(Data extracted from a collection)

********

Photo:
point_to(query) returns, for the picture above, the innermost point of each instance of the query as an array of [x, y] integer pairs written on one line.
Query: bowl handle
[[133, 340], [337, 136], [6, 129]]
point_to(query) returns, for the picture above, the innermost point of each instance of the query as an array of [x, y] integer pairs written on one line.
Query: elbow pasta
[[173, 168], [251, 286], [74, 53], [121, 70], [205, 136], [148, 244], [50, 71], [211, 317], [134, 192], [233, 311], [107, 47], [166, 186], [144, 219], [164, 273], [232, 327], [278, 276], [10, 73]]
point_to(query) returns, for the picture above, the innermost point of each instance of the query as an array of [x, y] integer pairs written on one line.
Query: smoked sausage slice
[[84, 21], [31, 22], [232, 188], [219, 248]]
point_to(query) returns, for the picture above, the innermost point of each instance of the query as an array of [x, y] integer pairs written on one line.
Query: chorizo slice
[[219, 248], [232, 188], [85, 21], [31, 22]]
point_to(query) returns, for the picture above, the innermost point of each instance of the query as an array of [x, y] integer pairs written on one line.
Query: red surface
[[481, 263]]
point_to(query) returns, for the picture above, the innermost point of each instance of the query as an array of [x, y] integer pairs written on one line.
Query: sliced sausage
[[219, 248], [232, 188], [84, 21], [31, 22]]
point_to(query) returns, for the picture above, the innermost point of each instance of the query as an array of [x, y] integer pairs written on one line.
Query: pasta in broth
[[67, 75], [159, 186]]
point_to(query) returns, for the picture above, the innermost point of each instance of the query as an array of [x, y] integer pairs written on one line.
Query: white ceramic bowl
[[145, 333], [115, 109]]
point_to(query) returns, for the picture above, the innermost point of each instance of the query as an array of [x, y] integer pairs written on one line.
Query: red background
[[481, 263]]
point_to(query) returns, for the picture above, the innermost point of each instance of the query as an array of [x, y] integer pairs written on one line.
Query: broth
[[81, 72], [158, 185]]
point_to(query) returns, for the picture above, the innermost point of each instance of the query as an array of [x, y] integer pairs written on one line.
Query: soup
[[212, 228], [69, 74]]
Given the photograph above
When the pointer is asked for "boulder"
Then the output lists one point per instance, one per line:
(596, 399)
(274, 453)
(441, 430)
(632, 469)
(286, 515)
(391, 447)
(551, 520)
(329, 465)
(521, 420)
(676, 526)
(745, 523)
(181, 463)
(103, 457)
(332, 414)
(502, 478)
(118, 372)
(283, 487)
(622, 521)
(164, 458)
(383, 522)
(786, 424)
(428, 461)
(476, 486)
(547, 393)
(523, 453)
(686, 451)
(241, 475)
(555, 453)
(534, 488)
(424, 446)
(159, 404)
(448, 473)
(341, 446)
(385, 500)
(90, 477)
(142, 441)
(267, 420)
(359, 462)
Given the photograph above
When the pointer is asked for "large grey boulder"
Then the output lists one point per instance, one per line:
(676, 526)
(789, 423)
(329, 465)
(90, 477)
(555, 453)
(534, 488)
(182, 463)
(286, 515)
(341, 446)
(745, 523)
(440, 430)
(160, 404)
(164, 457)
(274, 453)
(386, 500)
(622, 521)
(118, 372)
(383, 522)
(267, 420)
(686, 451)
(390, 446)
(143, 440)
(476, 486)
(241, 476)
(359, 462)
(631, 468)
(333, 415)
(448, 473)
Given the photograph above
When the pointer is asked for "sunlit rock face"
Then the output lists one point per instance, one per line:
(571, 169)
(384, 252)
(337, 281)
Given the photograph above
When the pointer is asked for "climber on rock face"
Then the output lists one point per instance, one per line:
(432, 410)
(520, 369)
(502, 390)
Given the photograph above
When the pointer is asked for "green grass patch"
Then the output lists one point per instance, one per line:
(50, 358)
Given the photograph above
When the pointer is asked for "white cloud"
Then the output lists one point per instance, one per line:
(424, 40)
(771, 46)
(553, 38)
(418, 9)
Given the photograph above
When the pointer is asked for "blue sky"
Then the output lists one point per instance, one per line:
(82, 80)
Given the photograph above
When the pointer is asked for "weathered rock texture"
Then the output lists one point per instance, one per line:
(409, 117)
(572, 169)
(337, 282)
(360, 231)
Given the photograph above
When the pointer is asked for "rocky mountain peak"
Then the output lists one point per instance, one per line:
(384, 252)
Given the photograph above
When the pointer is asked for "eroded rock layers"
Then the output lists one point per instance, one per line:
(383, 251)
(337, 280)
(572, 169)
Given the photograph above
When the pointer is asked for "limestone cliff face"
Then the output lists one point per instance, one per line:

********

Take each record above and return it verbatim.

Photo:
point_to(query) returns, for the picture above, the innermost point of each instance of the query as an array of [x, y] integer pairs written on one line.
Query: bowl handle
[[133, 340], [337, 136], [6, 129]]
point_to(query) returns, for the picture above, the innermost point of each instance of the query as an array of [x, y] integer pairs written on one line.
Query: elbow pasta
[[173, 168], [251, 286], [74, 53], [121, 70], [205, 136], [148, 244], [50, 71], [211, 317], [134, 192], [233, 311], [107, 47], [166, 186], [144, 219], [164, 273], [232, 327], [278, 276], [10, 73]]
point_to(query) returns, for the picture above, the innermost point of each instance of the query as an array of [x, y] integer pairs written on one line.
Query: smoked sausage slice
[[84, 21], [31, 22], [232, 188], [219, 248]]
point_to(query) returns, for the picture above, the innermost point of each instance of the query as an array of [x, y] integer pairs written on one line.
Query: chorizo slice
[[219, 248], [232, 188], [85, 21], [31, 22]]
point_to(query) returns, for the picture above, the innermost point of each instance of the query as an array of [x, y] integer pairs written on one line.
Query: red surface
[[481, 263]]
point_to(query) returns, for the picture above, the innermost point of each instance of the query as an array of [x, y] integer pairs written on one line.
Query: sliced sausage
[[219, 248], [232, 188], [84, 21], [31, 22]]
point_to(query) returns, for the picture above, the innermost point of each instance of the query as an array of [x, y] integer pairs written on one line.
Query: pasta in broth
[[67, 75], [159, 186]]
point_to(query) returns, for the picture above, the innermost point of each instance of the query as an array of [x, y] integer pairs written on one line.
Query: white ceramic bowl
[[145, 333], [115, 109]]
point_to(query) returns, for the picture above, the innermost point of each instance of the query as an array of [x, y] integer pairs written on one line.
Query: red background
[[481, 263]]
point_to(query) returns, for the picture above, the innermost point of each instance of the query as an array of [x, y] integer pairs written on one line.
Query: broth
[[81, 72], [158, 185]]
point_to(query) returns, for the picture above, the innermost point of each instance of the query as an array of [x, y] integer pairs written on one line.
Query: soup
[[212, 228], [69, 74]]
Given the photograph above
When the pointer is asked for "boulder"
Then the output lists one point per instance, one per line:
(596, 399)
(274, 453)
(441, 430)
(632, 469)
(286, 515)
(391, 447)
(551, 520)
(329, 465)
(521, 420)
(676, 526)
(745, 523)
(181, 463)
(103, 457)
(332, 414)
(502, 478)
(118, 372)
(283, 487)
(622, 521)
(164, 458)
(383, 522)
(786, 424)
(428, 461)
(476, 486)
(547, 393)
(523, 453)
(686, 451)
(241, 475)
(555, 453)
(534, 488)
(424, 446)
(159, 404)
(448, 473)
(341, 446)
(385, 500)
(90, 477)
(142, 441)
(267, 420)
(359, 462)
Given the photograph above
When the pointer is asked for "large grey boulder"
Then the output lists one point per instance, one per line:
(676, 526)
(789, 423)
(329, 465)
(90, 477)
(555, 453)
(534, 488)
(182, 463)
(286, 515)
(341, 446)
(745, 523)
(440, 430)
(160, 404)
(164, 457)
(274, 453)
(386, 500)
(622, 521)
(118, 372)
(383, 522)
(267, 420)
(686, 451)
(390, 446)
(143, 440)
(476, 486)
(241, 476)
(359, 462)
(631, 468)
(333, 415)
(448, 473)
Given the photograph above
When the pointer is asked for "sunlit rock face"
Then the output lists one point per instance, one per line:
(571, 169)
(384, 252)
(337, 281)
Given the photograph above
When the pointer is asked for "climber on rock face"
Then the output lists one point per instance, one per line:
(432, 410)
(520, 369)
(502, 390)
Given the photograph above
When the pointer is asked for "green grass patch"
Then the output lists one point per instance, one per line:
(50, 358)
Given the photograph above
When the pointer is asked for "white cloud"
Then the output lists one point per instance, one per line:
(424, 40)
(771, 46)
(553, 38)
(418, 9)
Given the photograph above
When the pointer is asked for "blue sky"
Then the output lists one point per instance, one per line:
(82, 80)
Given the photograph above
When the pointer is asked for "weathered rock texture"
Then the output lists one point per instance, one per line:
(409, 117)
(572, 169)
(337, 282)
(360, 231)
Given the photograph above
When the pointer is asked for "rocky mountain peak"
Then the output lists one point per instance, one per line:
(384, 252)
Given the photograph above
When the pointer is asked for "eroded rock layers"
Then the output lists one point per instance, one per line:
(383, 251)
(337, 280)
(572, 169)
Given the photograph above
When the pointer is asked for "limestone cliff face"
Then the output lists one point per instance, one per line:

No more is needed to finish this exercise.